◆ **Task requirements**
Return the lines beginning at the one that contains "potted plant in the photo above" and continuing to the end of the entries, including both ends, exactly as written and nothing else.

◆ **Dataset records**

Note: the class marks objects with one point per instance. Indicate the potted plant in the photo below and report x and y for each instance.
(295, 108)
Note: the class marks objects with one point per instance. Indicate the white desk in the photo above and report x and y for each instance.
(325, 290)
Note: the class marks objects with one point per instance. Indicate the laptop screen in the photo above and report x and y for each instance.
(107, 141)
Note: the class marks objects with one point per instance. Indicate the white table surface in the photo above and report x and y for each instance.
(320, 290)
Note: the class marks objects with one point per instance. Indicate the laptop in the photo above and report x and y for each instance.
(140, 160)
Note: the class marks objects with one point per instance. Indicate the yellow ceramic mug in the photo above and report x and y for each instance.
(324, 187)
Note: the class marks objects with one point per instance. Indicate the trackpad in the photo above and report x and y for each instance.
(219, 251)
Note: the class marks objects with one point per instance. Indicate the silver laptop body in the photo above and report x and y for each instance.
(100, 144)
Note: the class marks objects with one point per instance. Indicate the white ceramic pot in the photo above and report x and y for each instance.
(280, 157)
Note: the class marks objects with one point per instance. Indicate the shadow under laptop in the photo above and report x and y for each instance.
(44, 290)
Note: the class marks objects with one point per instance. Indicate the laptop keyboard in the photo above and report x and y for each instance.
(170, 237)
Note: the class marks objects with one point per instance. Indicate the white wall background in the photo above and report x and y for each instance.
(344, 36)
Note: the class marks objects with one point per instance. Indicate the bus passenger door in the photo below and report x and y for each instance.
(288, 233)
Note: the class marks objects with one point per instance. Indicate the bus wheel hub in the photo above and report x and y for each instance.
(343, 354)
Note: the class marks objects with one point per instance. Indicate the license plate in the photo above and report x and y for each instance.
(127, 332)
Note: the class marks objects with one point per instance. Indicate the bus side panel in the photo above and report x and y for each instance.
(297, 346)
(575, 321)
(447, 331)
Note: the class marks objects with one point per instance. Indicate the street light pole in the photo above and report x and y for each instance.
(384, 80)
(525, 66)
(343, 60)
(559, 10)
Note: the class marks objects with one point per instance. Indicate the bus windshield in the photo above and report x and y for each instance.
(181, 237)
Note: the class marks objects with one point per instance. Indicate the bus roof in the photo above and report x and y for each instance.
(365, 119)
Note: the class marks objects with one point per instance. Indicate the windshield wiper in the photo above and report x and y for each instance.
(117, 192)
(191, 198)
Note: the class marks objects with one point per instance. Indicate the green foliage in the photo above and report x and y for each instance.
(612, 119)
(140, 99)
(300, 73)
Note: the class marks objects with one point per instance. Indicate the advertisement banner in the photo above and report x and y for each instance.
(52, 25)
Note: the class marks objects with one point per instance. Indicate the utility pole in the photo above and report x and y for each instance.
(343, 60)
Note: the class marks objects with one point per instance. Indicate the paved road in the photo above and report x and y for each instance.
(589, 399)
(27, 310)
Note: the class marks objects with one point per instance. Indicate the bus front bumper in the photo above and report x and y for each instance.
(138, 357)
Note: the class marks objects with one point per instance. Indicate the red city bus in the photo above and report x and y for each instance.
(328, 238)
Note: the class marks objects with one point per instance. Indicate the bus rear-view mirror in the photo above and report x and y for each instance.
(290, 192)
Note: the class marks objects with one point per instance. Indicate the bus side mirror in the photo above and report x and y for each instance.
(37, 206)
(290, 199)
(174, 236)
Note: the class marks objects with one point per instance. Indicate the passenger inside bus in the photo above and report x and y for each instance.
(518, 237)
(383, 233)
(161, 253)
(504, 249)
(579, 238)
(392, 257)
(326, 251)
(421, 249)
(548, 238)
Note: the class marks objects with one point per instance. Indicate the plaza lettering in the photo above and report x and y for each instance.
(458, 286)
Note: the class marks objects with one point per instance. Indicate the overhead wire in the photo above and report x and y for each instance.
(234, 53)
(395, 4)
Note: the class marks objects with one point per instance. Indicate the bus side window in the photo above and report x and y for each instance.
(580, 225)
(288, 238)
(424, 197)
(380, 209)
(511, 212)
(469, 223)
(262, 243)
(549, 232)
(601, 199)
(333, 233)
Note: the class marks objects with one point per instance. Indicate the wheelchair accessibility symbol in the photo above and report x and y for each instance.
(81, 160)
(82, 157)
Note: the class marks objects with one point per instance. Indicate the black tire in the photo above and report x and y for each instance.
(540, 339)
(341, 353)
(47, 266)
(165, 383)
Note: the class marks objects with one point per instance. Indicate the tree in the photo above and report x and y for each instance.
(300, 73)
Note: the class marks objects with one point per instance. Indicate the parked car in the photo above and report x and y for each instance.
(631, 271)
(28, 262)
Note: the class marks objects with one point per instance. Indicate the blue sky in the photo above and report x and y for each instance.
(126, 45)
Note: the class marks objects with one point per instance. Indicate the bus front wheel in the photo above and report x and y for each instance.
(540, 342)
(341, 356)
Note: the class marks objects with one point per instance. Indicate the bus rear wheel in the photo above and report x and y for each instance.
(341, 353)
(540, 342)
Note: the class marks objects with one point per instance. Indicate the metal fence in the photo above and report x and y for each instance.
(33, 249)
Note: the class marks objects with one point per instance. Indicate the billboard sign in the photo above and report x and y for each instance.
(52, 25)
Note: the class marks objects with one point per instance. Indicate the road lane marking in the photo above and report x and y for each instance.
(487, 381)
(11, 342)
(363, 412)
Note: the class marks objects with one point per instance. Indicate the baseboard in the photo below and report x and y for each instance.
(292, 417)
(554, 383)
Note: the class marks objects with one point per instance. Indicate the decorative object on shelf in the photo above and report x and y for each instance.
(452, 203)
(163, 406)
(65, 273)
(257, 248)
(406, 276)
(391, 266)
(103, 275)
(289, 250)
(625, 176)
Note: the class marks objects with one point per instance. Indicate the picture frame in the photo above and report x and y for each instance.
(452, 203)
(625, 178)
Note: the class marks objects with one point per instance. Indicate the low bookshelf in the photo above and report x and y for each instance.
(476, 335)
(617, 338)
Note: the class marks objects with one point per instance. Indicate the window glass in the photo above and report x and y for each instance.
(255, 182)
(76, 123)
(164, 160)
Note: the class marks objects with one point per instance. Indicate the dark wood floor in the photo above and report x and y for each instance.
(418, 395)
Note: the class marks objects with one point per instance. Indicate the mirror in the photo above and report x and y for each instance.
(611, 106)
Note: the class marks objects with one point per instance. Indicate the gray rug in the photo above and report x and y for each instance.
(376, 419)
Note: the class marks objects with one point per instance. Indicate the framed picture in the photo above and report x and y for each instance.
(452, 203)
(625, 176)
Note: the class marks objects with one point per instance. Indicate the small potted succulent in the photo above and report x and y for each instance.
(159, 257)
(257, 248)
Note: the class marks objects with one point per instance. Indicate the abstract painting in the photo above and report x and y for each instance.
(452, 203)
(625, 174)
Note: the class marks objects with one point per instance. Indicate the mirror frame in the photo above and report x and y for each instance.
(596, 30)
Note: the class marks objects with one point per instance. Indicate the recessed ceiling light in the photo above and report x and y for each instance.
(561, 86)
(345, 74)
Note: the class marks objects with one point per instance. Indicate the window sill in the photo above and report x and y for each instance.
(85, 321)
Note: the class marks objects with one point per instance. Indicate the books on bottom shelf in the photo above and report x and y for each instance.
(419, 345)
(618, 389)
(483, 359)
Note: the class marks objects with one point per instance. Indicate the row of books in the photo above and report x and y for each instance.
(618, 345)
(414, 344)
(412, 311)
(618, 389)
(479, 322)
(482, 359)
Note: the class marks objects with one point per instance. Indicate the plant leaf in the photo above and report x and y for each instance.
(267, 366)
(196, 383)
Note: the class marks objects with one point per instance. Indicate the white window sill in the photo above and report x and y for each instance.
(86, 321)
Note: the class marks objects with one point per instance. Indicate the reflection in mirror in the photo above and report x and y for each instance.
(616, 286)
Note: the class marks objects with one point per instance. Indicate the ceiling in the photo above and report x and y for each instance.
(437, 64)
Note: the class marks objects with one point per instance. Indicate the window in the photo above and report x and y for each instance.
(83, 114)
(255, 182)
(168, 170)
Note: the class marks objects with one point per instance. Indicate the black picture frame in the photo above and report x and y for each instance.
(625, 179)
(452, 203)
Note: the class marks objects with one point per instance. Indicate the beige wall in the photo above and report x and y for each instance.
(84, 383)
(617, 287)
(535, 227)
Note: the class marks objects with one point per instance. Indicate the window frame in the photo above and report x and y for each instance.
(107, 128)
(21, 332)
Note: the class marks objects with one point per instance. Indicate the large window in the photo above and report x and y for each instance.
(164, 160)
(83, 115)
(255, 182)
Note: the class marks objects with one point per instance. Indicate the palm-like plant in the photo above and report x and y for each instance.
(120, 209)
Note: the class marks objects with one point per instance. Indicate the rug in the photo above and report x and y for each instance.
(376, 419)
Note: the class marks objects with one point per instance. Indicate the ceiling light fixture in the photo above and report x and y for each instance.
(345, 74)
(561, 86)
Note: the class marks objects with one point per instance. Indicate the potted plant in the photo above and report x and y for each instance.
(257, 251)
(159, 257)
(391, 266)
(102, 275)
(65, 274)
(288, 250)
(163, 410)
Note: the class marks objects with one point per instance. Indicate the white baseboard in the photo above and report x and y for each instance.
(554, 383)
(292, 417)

◆ **Task response**
Note: the class marks objects with one point per instance. Indicate the potted plant in the photo above and report x and y for each instance.
(257, 251)
(159, 257)
(391, 266)
(102, 275)
(65, 274)
(288, 250)
(163, 410)
Note: the class marks objects with one point per instance. Indicate the white baseboard in the photo above and report x and y for each instance.
(554, 383)
(292, 417)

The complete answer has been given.